**PASSAGE**
South Africa: North Gauteng High Court, Pretoria

You are here:
SAFLII >>
Databases >>
South Africa: North Gauteng High Court, Pretoria >>
2017 >>
[2017] ZAGPPHC 770
| Noteup
| LawCite
Nedbank Limited v Candlish NO and Another (36996/16) [2017] ZAGPPHC 770 (7 November 2017)
Download original files |
IN THE HIGH COURT OF SOUTH AFRICA
GAUTENG DIVISION, PRETORIA
CASE NO.: 36996/16
NOT REPORTABLE
NOT OF INTEREST TO OTHER JUDGES
REVISED
In the matter between:
NEDBANK LTD APPLICANT
And
NAPE, MOYA CANDLISH N.O FIRST RESPONDENT
KGOHLOANE, MMAMOCHABO PERTUNIA SECOND RESPONDENT
NO
JUDGMENT
VAN DER WESTHUIZEN, A J
[1] The applicant seeks an order against the respondents, as representatives of the Nape Family Trust (Master's Ref: IT 3728/07), in respect of the alleged breach of the provisions of loan agreements secured by the registration of mortgage bonds over certain immovable property.
[2]The relief sought includes payment of certain monies and that a specific immovable property of the trust be declared specially executable. In addition an order is sought that the Registrar of this honorable Court be directed to issue the relevant Writ of Execution. Furthermore, a punitive cost order is sought against the respondents.
[3] The respondents oppose this application and have filed an answering affidavit. Mr Roos, who appears on behalf of the respondents, submitted that the opposition to this application can be summarize with reference to three issues, namely:
(a) That the deponent to the founding affidavit on behalf of the applicant does not possess the required knowledge to depose to the relevant facts;
(b) That the required s 129 Notice in terms of the National Credit Act, No. 34 of 2005 was not received by the respondents;
(c) That in respect of the merits, firstly, the amount allegedly due by the trust to the applicant and set out in the Certificate of Indebtedness is not correct, the stipulated amount contained therein includes legal costs not taxed and the interest calculated on the outstanding amount has been calculated on the incorrect amount. Secondly, that the applicant has not made out a case for the relief that the immovable property is to be declared specially executable.

**INFORMATION SUPPLIED**
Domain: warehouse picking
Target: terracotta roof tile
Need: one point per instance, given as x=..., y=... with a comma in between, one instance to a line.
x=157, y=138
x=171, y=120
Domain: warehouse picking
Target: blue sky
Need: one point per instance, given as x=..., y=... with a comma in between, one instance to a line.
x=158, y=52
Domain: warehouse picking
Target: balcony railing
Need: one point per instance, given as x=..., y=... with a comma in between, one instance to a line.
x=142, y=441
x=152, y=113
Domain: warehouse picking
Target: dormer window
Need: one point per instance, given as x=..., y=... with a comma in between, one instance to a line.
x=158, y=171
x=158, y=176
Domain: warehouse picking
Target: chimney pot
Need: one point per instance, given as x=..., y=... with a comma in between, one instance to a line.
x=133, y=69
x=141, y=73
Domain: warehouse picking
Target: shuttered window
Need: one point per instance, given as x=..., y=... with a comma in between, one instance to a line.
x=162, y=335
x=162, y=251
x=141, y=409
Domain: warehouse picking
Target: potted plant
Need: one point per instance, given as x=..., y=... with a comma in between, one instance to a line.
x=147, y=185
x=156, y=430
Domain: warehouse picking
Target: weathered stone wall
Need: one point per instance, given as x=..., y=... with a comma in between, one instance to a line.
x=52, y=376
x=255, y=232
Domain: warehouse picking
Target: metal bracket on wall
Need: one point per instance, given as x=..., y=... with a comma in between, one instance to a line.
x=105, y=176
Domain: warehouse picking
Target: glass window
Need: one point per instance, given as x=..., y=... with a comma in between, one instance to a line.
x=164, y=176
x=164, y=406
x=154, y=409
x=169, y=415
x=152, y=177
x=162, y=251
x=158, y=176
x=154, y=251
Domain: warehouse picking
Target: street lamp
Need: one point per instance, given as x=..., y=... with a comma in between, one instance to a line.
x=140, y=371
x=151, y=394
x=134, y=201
--
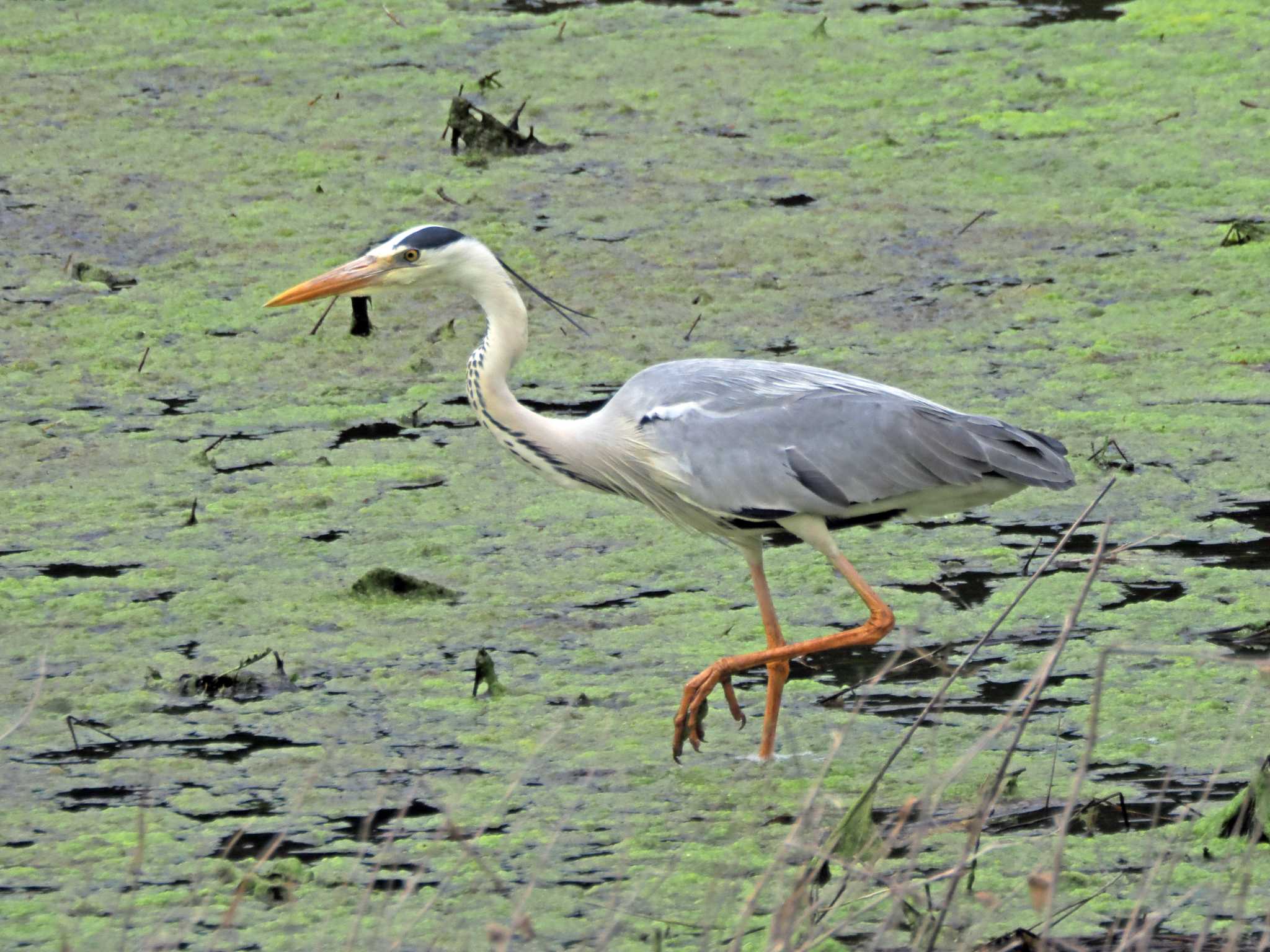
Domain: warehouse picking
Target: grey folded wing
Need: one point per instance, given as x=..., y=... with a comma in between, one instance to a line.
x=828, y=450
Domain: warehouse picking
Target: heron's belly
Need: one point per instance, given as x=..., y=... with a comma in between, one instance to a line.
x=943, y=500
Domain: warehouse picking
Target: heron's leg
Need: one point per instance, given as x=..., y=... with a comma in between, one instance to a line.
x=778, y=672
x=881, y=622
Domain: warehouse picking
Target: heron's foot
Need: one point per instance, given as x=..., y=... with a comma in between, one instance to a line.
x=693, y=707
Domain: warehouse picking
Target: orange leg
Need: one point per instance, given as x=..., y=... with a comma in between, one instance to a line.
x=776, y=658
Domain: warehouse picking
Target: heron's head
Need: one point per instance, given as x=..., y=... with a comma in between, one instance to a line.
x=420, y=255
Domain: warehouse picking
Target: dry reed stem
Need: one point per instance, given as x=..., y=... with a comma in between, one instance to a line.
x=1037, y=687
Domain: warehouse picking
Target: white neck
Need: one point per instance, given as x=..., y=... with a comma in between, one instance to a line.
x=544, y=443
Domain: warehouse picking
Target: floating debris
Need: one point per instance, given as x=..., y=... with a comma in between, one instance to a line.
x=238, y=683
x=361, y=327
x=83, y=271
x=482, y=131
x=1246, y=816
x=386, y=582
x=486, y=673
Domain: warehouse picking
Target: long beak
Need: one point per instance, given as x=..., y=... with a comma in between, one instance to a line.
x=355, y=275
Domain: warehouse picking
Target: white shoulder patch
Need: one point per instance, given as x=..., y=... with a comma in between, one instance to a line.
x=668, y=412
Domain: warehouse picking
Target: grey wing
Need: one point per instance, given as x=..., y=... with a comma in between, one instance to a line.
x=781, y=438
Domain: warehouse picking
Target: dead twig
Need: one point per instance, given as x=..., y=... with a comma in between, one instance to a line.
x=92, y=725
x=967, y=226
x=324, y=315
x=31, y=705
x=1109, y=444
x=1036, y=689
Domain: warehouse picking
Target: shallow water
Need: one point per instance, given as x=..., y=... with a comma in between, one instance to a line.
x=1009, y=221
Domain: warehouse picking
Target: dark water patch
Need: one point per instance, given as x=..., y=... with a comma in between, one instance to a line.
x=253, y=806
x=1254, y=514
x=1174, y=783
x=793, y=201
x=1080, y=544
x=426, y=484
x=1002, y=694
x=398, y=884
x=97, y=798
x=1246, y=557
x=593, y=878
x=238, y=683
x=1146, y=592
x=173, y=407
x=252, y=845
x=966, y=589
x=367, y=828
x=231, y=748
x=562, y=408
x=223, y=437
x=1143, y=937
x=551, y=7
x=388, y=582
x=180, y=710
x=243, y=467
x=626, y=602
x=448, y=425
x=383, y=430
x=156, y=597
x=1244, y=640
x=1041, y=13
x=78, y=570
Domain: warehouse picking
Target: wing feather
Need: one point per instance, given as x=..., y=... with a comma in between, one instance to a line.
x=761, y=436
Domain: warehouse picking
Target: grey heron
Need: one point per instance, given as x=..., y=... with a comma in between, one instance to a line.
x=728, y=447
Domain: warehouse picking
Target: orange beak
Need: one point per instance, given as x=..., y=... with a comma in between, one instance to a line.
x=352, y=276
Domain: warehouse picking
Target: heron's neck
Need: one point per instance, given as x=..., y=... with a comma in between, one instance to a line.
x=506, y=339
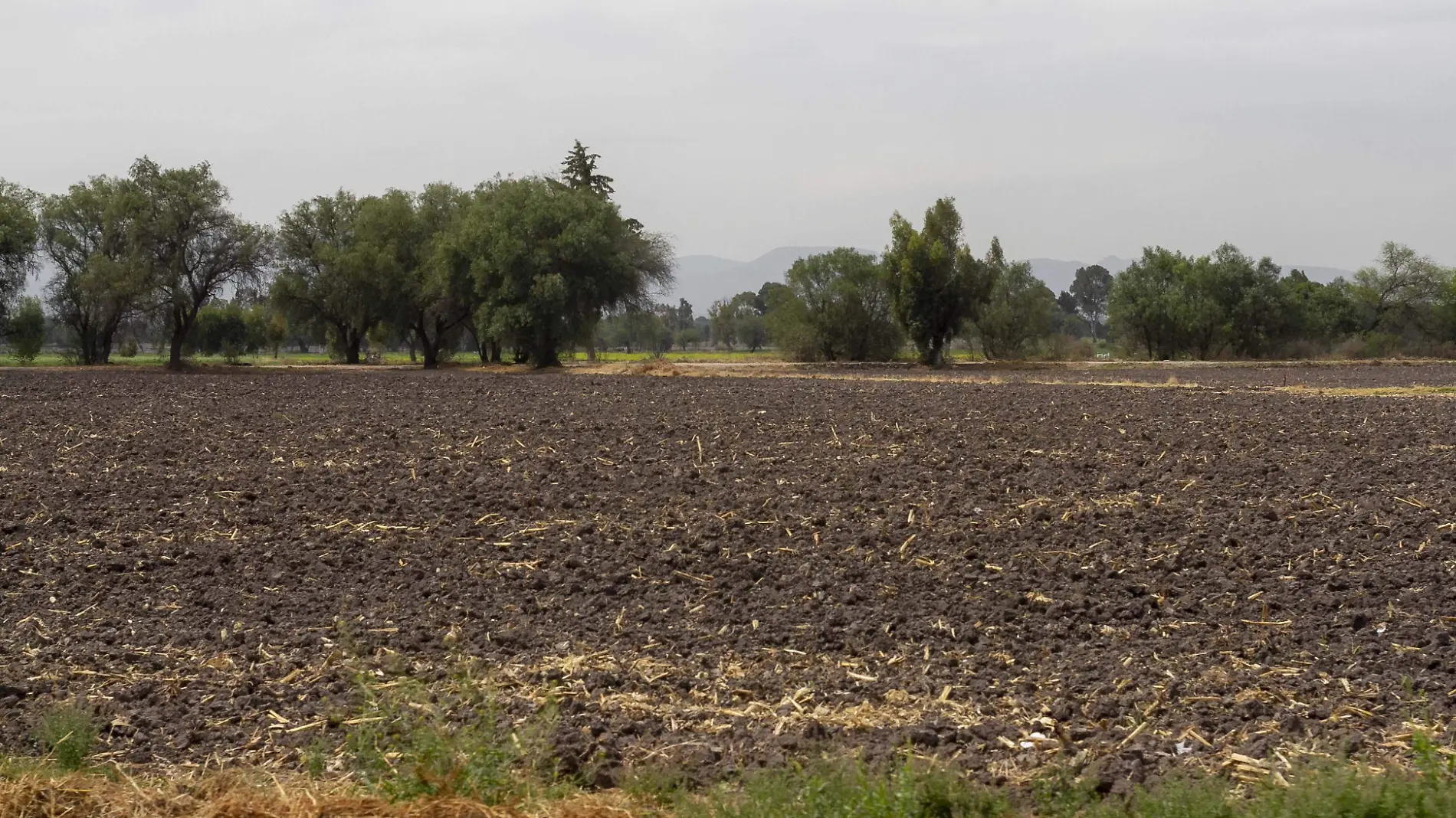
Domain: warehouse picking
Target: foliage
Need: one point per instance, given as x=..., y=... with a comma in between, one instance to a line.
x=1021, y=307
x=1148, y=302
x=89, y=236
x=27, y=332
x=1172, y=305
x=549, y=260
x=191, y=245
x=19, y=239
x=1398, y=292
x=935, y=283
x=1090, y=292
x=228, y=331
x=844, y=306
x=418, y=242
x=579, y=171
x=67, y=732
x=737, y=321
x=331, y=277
==
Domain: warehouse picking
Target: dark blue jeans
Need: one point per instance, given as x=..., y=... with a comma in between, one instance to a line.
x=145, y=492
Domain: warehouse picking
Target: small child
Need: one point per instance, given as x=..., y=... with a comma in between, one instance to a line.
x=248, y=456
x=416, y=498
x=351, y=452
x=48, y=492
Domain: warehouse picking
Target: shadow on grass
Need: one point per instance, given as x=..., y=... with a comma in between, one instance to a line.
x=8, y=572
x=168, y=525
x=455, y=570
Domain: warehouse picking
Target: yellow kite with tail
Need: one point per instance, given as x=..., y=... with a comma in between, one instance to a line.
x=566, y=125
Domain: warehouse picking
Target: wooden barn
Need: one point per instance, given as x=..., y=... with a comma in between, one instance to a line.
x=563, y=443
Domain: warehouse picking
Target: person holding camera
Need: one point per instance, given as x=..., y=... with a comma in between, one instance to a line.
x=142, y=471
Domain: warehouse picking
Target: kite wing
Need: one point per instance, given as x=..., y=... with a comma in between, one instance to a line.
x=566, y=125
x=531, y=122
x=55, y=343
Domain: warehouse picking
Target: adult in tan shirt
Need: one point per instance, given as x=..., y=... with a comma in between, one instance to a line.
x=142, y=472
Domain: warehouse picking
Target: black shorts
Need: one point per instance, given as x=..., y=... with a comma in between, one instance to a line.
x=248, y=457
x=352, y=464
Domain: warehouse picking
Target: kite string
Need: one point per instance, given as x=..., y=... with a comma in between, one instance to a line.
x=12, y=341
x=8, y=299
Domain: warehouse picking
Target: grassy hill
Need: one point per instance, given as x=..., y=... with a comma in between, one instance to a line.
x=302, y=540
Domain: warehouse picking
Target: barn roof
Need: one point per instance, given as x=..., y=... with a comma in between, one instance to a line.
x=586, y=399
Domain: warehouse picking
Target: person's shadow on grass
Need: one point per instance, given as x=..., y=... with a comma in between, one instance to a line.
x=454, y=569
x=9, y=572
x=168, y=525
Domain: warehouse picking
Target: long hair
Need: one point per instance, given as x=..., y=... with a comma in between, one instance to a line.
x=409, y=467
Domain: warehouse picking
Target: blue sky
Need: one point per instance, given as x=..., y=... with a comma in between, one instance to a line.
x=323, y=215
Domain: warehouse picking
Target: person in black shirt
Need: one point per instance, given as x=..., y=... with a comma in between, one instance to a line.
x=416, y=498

**PROBLEMS AND TASKS**
• A. Answer these from the judgment:
(i) Which trust do the respondents represent?
(ii) Who appears on behalf of the respondents?
(iii) Under which Act is the s 129 Notice required?
• B. Carry the judgment in the Nedbank matter forward from its last paragraph.
The items play no part in what comes next.

**ANSWERS FOR THE EXERCISE**
• A.
(i) The Nape Family Trust (Master's Ref: IT 3728/07).
(ii) Mr Roos.
(iii) The National Credit Act, No. 34 of 2005.

• B.
[4] Mr Roos submitted that the deponent to the founding affidavit has not complied with the basic requirement indicating that he has the requisite personal knowledge or, alternatively, that he has acquired the requisite knowledge in a particular manner. Hence, it is submitted that the application stands to be dismissed on that ground. It is further the case of the respondents that the deponent was not a party to the relevant loan agreements, nor did the deponent issue the Certificate of Indebtedness, all of which allegedly disqualifies the deponent from deposing to the affidavit.
[5] The deponent to the founding affidavit provides his position within the applicant and attaches the document from which he derives his authority. The latter stipulates a number of personnel within the applicant who have the authority to institute legal proceeding on behalf of the applicant. It is clear from that list, that the holders of a variety of positions within the applicant are so authorised. It would follow that those persons so authorised, would have the required knowledge.
[6] Furthermore, in my view, it is clear on a reading of the founding affidavit in its entire context that the deponent has the requisite knowledge. There is no merit in the respondents' contentions relating to the signing of the loan agreements and the Certificate of Indebtedness.
[7] It follows that the respondents' contentions in respect of the alleged knowledge of the applicant's deponent to the founding affidavit cannot be upheld.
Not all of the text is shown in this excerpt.